What is expected | Of the lines below, copy those that hold the word "after".

Entries shown |
+++
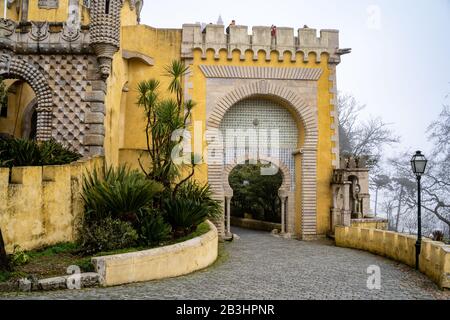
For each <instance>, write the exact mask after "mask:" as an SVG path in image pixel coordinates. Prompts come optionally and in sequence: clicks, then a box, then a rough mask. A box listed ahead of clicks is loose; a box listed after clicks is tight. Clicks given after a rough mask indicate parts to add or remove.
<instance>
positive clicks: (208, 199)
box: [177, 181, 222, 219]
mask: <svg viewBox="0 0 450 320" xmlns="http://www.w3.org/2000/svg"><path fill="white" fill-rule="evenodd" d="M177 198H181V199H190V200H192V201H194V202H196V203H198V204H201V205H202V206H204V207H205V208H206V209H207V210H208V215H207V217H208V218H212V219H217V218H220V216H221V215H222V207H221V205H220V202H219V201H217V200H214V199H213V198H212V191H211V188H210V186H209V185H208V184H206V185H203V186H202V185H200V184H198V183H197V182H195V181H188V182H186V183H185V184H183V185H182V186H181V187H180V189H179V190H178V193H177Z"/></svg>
+++
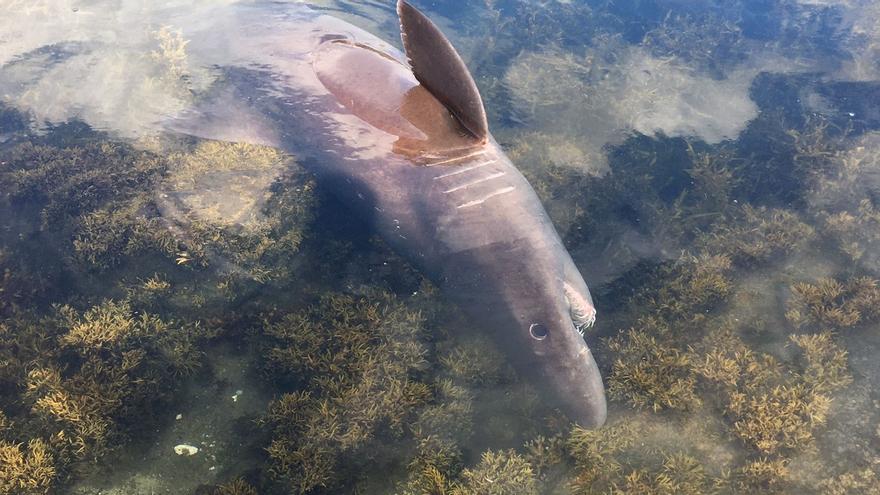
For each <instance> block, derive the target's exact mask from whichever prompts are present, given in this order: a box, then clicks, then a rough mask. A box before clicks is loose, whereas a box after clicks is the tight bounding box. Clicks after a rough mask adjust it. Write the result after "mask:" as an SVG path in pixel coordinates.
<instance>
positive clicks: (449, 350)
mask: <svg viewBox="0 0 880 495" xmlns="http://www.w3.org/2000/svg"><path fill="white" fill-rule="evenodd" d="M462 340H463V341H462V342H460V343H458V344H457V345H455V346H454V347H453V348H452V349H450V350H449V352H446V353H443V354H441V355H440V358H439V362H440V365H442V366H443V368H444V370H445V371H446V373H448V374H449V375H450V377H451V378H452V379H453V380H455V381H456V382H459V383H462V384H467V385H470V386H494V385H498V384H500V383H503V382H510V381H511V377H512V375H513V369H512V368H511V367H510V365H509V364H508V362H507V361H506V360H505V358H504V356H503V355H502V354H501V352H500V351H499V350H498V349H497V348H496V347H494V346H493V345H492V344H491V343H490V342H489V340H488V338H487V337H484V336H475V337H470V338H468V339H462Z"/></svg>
+++
Response |
For each <instance>, write the exact mask after "mask:" as an SVG path in image pixel coordinates. Prompts come optionally and in sequence: clicks, then a box, then a rough mask. A box listed ahead of clicks is loose; a box listed after clicks is tight. Clicks given after a rough mask indicate parts to add or remove.
For each <instance> block, derive the target's exact mask from whichever prompts are present, given in this order: a box, then clicks, then a rough mask. A box before clicks is loose, whereas a box after clicks is the tight bounding box. Clicks after a rough mask adjust it. Write the result after "mask:" as an SVG path in pixel coordinates.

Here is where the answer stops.